§ **Task objective**: Every line from the one containing "Query: distant shoreline" through the last line below should be reproduced exactly; please include nothing else.

Segment Open

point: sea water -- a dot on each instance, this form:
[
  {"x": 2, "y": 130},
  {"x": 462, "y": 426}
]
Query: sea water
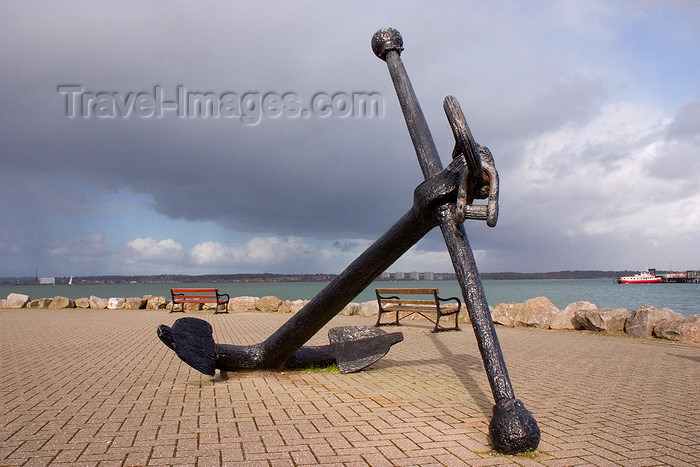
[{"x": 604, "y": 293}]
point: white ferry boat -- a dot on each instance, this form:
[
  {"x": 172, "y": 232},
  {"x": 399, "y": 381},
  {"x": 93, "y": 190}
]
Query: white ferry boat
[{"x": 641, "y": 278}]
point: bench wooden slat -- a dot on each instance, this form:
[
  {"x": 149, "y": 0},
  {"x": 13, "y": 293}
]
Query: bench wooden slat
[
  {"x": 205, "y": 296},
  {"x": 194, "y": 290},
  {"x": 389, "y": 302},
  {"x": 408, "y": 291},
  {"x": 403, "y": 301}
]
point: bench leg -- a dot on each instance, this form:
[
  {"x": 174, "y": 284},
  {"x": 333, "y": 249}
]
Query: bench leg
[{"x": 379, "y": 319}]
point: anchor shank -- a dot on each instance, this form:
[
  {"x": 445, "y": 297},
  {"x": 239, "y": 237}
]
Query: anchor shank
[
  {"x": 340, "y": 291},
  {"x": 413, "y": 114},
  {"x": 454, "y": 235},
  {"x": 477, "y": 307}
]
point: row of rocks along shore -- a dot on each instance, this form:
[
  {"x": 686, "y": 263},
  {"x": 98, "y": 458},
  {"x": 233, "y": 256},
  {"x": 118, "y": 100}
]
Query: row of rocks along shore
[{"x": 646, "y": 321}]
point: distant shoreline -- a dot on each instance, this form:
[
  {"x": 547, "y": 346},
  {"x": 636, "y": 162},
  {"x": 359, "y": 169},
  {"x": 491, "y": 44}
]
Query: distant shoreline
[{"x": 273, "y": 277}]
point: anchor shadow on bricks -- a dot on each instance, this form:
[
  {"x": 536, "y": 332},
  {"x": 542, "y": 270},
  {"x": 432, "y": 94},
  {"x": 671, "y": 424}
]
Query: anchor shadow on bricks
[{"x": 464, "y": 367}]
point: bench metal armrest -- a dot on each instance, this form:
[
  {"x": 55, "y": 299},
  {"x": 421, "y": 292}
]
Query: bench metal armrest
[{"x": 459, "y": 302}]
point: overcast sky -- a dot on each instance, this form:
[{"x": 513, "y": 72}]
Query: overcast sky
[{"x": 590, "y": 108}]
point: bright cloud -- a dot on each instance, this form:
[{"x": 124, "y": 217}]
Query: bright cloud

Segment Closed

§ **Answer area**:
Query: distant shoreline
[{"x": 273, "y": 277}]
point: anchor shadow on bricks -- a dot on each instance, this form:
[
  {"x": 536, "y": 332},
  {"x": 542, "y": 270},
  {"x": 432, "y": 94},
  {"x": 671, "y": 424}
]
Query: anchor shadow on bricks
[{"x": 464, "y": 367}]
point: bench metal armrest -- a dot on each instance, this form:
[
  {"x": 55, "y": 299},
  {"x": 421, "y": 292}
]
Query: bench metal armrest
[{"x": 459, "y": 302}]
point: overcast sky -- a dot on each instance, this form:
[{"x": 513, "y": 72}]
Query: overcast sky
[{"x": 590, "y": 108}]
point: bright cloud -- a dot on each instance, this form:
[{"x": 124, "y": 217}]
Query: bright cloud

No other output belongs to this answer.